## Work order
Reproduce the chemotherapy alopecia text word for word, starting at "Chemotherapy Alopecia Care" and ending after "is Chemotherapy-induced alopecia?".

## Source document
Chemotherapy Alopecia Care


Create a 4th year thesis research and design project using decentralized health care as a point of departure.

What is Chemotherapy-induced alopecia?

Chemotherapy-induced alopecia (CIA) is the process of hair loss one goes through during chemotherapy and is one of the most common side effects to all types of cancer.

Why is this important?

There are many day-to-day activities layered with the nuanced experience of cancer that many people cannot understand. Activities that seem mundane and simple can become infinitely harder and traumatic as a result.

of patients undergoing treatment experience hair loss and have little intervention methods for physical management or means to anticipate the event.

of patients undergoing treatment experience hair loss and have little intervention methods for physical management or means to anticipate the event.


Hair loss is considered to be the most traumatic side effect of chemotherapy.


Hair loss is the largest visible identifier of illness for patients and those who are around them.


Chemotherapy patients have little control over their health situation.

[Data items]
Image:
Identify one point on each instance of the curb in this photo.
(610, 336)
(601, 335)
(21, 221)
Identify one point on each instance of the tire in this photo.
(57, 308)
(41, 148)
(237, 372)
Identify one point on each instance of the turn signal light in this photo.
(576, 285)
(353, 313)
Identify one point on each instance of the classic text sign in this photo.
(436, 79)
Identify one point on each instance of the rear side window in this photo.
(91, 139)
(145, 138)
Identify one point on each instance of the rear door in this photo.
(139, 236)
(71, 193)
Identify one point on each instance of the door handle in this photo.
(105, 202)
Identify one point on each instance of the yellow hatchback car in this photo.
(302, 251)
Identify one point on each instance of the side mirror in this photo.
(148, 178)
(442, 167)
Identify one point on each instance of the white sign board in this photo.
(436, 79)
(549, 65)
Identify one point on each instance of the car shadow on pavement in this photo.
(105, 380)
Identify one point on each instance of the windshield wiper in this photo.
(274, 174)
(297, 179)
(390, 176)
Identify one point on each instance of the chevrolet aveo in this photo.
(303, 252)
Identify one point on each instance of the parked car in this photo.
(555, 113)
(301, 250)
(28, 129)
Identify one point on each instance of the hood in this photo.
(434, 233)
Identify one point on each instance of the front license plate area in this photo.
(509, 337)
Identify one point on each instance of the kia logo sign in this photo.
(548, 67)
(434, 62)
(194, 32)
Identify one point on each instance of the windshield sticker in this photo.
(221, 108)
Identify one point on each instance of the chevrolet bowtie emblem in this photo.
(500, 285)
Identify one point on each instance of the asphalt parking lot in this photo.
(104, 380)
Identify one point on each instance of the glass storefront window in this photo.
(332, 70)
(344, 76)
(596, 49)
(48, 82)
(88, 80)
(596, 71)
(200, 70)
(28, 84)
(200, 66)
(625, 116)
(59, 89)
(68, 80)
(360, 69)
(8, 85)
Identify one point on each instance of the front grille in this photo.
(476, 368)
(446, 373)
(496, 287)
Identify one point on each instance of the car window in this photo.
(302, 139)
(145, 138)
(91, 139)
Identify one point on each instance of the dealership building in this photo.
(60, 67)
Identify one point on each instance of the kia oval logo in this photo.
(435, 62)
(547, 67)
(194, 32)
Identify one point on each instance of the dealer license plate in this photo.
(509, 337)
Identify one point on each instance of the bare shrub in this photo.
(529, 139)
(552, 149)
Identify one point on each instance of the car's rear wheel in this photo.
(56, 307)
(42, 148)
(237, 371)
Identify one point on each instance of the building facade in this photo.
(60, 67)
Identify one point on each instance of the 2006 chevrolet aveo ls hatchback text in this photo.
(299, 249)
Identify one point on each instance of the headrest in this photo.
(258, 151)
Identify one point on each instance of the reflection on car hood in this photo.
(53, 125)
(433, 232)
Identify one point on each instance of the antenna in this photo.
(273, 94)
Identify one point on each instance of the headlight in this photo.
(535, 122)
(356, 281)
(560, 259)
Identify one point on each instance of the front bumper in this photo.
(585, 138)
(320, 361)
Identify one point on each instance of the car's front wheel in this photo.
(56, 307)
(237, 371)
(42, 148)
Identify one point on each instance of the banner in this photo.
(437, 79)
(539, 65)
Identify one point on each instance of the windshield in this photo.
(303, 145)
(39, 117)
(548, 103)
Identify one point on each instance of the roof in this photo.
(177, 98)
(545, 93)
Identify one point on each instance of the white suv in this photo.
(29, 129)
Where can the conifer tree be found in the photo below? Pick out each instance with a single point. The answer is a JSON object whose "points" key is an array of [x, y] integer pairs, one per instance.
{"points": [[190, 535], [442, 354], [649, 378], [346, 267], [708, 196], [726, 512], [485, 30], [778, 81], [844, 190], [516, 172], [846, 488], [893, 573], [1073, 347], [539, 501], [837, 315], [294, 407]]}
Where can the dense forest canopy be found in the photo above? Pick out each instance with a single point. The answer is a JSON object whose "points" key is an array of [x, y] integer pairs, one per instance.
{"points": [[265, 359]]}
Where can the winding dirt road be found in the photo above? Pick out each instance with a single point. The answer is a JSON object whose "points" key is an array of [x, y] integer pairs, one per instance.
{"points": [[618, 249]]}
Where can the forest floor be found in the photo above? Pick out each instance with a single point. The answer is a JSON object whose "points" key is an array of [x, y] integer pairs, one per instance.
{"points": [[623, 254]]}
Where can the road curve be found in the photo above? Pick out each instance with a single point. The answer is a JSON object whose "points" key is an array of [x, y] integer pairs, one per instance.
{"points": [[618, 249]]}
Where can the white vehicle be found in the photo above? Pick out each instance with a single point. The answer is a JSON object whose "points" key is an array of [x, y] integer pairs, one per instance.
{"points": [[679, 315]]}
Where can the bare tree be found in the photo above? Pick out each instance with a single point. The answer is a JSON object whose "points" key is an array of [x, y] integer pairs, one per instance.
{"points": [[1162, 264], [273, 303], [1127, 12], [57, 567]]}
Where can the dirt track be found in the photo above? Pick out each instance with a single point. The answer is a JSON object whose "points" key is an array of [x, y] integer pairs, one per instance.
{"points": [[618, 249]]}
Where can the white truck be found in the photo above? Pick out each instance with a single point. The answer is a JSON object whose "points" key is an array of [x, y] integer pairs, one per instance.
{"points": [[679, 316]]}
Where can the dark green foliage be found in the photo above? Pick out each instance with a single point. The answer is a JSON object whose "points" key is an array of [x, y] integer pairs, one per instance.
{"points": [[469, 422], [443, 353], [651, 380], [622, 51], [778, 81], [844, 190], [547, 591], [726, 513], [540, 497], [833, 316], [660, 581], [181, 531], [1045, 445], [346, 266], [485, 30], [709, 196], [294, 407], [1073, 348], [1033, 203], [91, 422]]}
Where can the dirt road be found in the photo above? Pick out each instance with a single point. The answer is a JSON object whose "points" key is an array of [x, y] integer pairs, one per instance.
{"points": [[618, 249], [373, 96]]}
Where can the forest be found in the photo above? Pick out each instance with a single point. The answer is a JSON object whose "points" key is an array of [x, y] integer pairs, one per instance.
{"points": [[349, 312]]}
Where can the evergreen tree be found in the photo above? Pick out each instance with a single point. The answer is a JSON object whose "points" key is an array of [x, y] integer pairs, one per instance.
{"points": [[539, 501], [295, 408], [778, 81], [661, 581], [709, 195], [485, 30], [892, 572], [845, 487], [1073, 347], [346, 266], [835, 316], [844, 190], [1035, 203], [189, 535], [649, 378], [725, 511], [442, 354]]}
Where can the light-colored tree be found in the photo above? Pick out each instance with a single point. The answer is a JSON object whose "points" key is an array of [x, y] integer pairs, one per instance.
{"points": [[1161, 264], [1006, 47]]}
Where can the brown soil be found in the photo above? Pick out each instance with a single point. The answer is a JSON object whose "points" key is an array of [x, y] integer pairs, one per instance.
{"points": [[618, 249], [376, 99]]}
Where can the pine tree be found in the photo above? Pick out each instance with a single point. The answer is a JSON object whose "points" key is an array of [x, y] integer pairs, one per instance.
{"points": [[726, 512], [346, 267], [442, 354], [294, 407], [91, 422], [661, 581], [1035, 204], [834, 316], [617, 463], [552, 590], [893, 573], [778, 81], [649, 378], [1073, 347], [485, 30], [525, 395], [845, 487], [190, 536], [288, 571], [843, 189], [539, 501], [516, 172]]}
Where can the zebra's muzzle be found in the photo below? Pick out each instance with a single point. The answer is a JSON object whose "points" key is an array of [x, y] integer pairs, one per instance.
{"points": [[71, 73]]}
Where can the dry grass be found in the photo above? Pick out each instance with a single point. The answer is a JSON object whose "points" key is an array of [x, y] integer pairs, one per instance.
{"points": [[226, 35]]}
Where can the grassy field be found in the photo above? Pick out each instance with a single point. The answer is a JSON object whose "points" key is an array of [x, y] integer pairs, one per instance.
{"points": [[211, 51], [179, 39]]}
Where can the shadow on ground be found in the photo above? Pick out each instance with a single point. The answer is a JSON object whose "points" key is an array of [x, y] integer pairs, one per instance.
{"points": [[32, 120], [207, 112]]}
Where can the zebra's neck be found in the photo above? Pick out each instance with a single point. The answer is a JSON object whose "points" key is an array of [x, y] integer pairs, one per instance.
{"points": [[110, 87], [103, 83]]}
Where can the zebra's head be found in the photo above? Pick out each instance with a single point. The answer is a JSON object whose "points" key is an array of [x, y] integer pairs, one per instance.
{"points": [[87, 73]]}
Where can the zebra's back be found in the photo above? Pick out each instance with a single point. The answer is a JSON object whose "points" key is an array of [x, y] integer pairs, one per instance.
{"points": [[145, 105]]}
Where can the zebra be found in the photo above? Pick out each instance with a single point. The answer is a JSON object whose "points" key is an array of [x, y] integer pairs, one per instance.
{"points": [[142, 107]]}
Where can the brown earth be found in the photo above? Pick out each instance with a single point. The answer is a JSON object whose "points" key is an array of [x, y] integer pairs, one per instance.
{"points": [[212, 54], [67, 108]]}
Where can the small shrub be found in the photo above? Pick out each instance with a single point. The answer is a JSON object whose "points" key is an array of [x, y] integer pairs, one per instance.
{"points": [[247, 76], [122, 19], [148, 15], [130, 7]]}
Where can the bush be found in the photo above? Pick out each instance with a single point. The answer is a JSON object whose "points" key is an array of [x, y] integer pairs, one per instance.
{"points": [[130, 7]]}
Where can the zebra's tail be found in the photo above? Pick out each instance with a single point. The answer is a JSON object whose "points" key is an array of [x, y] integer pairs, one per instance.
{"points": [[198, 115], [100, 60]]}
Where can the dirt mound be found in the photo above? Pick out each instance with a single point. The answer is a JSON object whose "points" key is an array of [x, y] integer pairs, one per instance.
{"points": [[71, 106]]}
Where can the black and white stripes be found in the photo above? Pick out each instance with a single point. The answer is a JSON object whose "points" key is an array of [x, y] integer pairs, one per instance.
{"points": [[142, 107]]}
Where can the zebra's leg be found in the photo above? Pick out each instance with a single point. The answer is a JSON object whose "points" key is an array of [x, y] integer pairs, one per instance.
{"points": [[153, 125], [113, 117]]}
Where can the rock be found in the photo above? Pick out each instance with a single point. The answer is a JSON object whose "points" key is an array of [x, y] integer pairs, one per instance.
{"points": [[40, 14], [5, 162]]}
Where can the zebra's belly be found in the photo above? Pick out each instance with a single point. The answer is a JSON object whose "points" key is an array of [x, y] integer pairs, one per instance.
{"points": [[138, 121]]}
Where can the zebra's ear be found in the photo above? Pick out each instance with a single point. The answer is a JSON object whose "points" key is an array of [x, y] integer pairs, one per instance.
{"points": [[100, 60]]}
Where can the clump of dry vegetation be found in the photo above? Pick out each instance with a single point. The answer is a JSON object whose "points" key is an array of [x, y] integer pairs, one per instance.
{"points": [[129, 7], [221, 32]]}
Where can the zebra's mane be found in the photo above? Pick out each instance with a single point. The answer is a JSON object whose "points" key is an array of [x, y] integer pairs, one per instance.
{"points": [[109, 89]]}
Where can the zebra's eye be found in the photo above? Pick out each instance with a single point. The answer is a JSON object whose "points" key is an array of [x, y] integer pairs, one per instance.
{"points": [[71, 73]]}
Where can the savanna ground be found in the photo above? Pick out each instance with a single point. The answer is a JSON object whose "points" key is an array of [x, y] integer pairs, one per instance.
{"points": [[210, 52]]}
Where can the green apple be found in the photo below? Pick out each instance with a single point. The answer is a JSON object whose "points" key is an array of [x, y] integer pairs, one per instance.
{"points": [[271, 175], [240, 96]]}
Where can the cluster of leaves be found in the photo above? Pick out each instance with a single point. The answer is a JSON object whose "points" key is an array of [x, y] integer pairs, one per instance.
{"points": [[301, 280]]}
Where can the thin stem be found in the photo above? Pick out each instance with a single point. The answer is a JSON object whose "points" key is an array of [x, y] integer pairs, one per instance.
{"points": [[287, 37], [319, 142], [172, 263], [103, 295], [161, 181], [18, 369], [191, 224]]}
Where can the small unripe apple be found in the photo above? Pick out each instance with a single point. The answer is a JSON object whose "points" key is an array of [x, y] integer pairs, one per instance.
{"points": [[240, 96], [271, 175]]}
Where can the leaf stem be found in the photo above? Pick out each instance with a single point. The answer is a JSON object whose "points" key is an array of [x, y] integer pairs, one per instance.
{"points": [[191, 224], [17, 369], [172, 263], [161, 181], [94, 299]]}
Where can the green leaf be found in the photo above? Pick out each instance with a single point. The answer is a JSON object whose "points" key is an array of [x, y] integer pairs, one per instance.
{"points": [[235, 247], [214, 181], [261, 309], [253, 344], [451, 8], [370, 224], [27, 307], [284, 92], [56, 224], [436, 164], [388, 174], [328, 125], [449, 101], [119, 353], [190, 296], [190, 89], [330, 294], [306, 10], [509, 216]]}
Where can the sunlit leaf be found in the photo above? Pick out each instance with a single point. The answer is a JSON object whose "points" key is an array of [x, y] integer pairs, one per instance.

## Answer box
Chemotherapy Alopecia Care


Create a 4th year thesis research and design project using decentralized health care as a point of departure.

What is Chemotherapy-induced alopecia?